**Objective A**
In the comment thread, who is said to write an exposition of the disparity between American orphans and those who can and wish to adopt?

**Selection**

Magpie, try the link now. It's working. :)

Jez, this was a high school article written by 15-year-old kid, no one is even talking about the young lady who wrote the opposing point-of-view, because, what? The gay couple and apparently the superintendent agreed with her? What a mess. Poor kid.

Angel, I know. Christians are being silenced in so many ways.

Liberalmann said...

Yeah, "Christians are being silenced in so many ways." Lol!!! Homophobes.

Ducky's here said...

Hmm, advocating the enlightened position of putting gays to death might be considered inappropriate by normals. Especially in a school paper.

Ducky's here said...

And so what if a gay couple was offended, big deal, get over it and grow up.

--------
Maybe the little thumper punk needs to grow up.

Jersey McJones said...

Leticia,

Did you read those two cited articles?

Brandon Wegner writes a heart-felt and honest piece, while Maddie Marquarte writes an exposition of the disparity between American orphans and those who can and wish to adopt.

I would suggest you all read those two pieces again. You may change your mind about of thing or two.

JMJ

Leticia said...

LiberalM, you are hilarious! You prove nothing, other than the fact that you excel at blabbering. I am sure the definition of "Christian" is way beyond your mental ability to comprehend the meaning.

Ducky, if it was any other ordinary book I don't believe people would have been in such an uproar. Maybe if he had quoted words from the Quran, none of this would be happening. As far as I can tell, we still have the freedom of religion and freedom of speech. I am happy that there are kids that are not afraid to speak up about their faith in Jehovah God.

Jersey, yes I did. My whole point of this post was how he was treated at the school for voicing his opinion. I am against gays adopting, but that's not a shocker to anyone who reads my blog. The boy was unfairly accused and mistreated.

That's not acceptable.

Ducky's here said...

No Leticia, when you include a verse from Leviticus advocating putting gays to death in an environment where violence against gays is a problem you get your butt kicked.

If that statement came from another source the reaction would quite correctly be the same.

Magpie said...

Drawing the line between free speech and hate speech has to be the most arbitrary tasks people can do in a social context.

I can grant that people have a right to express their view in terms of ‘X is a sin’.
But calling for someone to be put to death, for who they are as a community, is a bridge too far. That is hate speech.
I don’t care if it’s in the Koran or the Bible or the New Age Book of the Doobywacky. It’s hate speech.

I understand the intellectual argument that says nothing should be off limits if we are to have true freedom of speech, that no-one has a right not to be offended.

The trouble with that argument is that it is usually mounted from a position of safety.
i.e. I happen not to be the target.
I won’t be in that synagogue outside which skinheads are screaming “die Jew”. I won’t be beaten to death by homophobic thugs. I’m not the unbeliever in the Muslim community that decides infidels can no longer be suffered to live.

**Objective B**
In the records below, copy out everything from the line containing "Mark the upper" down to the line containing "107,575,153,652", both included.

**Records for the exercise**
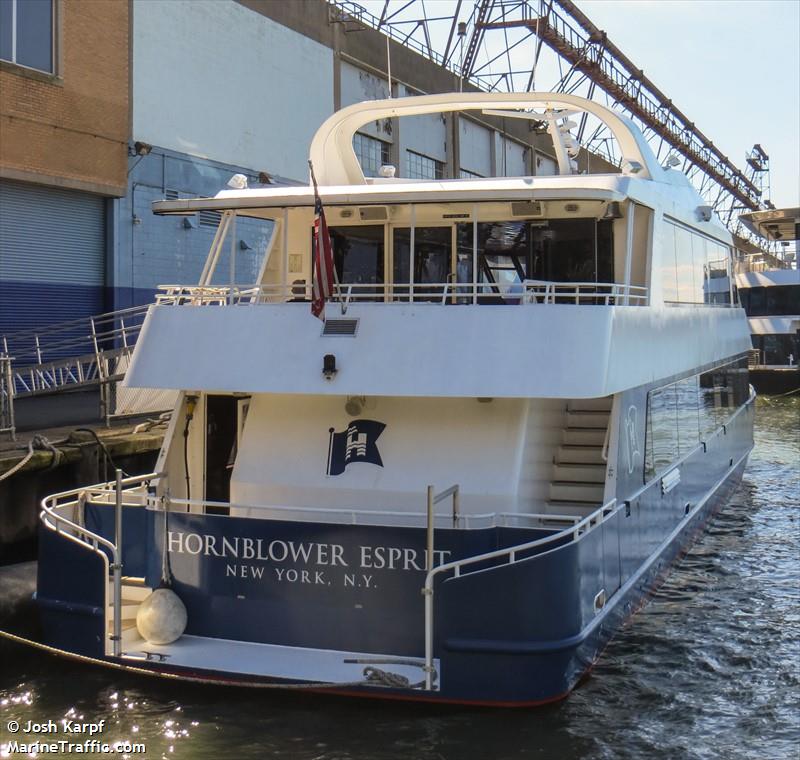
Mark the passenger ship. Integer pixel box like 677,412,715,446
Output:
38,93,754,705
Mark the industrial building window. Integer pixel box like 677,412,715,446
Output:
197,210,222,227
353,132,391,177
406,150,444,179
0,0,55,74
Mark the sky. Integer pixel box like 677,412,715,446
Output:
357,0,800,208
577,0,800,208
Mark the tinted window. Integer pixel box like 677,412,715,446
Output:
330,225,384,293
645,385,680,480
0,0,13,61
393,227,453,300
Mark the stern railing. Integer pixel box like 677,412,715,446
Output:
422,499,617,691
156,280,649,313
39,470,161,657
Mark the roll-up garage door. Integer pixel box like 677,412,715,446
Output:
0,180,106,335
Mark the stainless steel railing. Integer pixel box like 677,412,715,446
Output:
39,470,161,657
156,280,649,311
422,499,617,691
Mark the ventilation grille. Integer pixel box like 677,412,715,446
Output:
511,201,542,216
197,210,222,227
358,206,389,222
322,319,358,338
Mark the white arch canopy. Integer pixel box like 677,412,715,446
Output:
310,92,661,185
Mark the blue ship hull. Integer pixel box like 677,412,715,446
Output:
38,392,753,706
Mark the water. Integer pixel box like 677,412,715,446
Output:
0,398,800,760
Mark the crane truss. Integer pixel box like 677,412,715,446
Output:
328,0,772,250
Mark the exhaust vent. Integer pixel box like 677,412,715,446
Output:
322,319,358,338
358,206,389,222
511,201,542,216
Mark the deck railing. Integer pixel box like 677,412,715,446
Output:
422,499,617,691
156,280,648,311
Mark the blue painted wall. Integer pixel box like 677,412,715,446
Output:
108,147,272,309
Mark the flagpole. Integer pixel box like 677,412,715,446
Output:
308,158,342,308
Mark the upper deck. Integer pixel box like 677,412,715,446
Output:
123,93,749,398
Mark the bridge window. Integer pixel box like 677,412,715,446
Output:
0,0,55,74
330,224,384,293
661,222,731,304
644,358,750,482
353,132,391,177
406,150,444,179
457,219,614,294
392,227,453,300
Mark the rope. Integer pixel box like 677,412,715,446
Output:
0,435,63,482
75,428,130,478
0,630,424,691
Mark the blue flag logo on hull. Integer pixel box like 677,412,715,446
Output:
328,420,386,475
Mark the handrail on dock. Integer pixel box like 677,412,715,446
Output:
156,280,649,312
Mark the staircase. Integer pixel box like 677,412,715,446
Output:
547,397,612,516
107,575,153,652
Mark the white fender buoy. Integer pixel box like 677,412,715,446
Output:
136,588,187,644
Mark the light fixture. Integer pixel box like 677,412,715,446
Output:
600,201,622,221
344,396,367,417
322,354,339,380
622,159,644,174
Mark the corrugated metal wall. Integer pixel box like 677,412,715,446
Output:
0,180,106,334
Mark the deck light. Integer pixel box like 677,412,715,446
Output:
322,354,339,380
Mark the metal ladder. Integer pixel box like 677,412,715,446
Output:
0,305,149,440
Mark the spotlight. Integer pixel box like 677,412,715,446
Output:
322,354,339,380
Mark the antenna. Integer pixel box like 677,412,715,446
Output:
386,35,392,98
458,21,467,92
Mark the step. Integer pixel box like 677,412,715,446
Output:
567,396,614,412
553,463,606,483
108,580,153,603
545,499,600,517
562,428,606,446
109,599,141,620
550,480,605,505
556,444,605,466
567,409,609,432
108,620,144,647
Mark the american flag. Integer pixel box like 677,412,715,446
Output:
308,161,335,321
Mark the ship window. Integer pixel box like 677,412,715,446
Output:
644,358,750,482
353,132,391,177
0,0,55,74
393,227,452,301
457,219,614,298
644,384,680,481
406,150,444,179
330,224,384,294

**Written solution A**
Maddie Marquarte

**Written solution B**
Mark the upper deck. Integer pixel box like 677,412,715,446
Output:
123,93,749,398
Mark the bridge window. Integer pixel box like 677,412,715,446
Output:
0,0,55,74
330,224,384,293
661,222,731,304
644,358,750,482
353,132,391,177
406,150,444,179
457,219,614,294
392,227,453,300
Mark the rope. Integer pixel box like 677,412,715,446
Output:
0,435,63,482
75,428,130,478
0,630,424,691
Mark the blue flag logo on hull. Integer pixel box like 677,412,715,446
Output:
328,420,386,475
Mark the handrail on dock. Integer pixel box like 677,412,715,446
Output:
156,280,649,312
Mark the staircase. Integer pixel box like 677,412,715,446
Output:
547,397,612,516
107,575,153,652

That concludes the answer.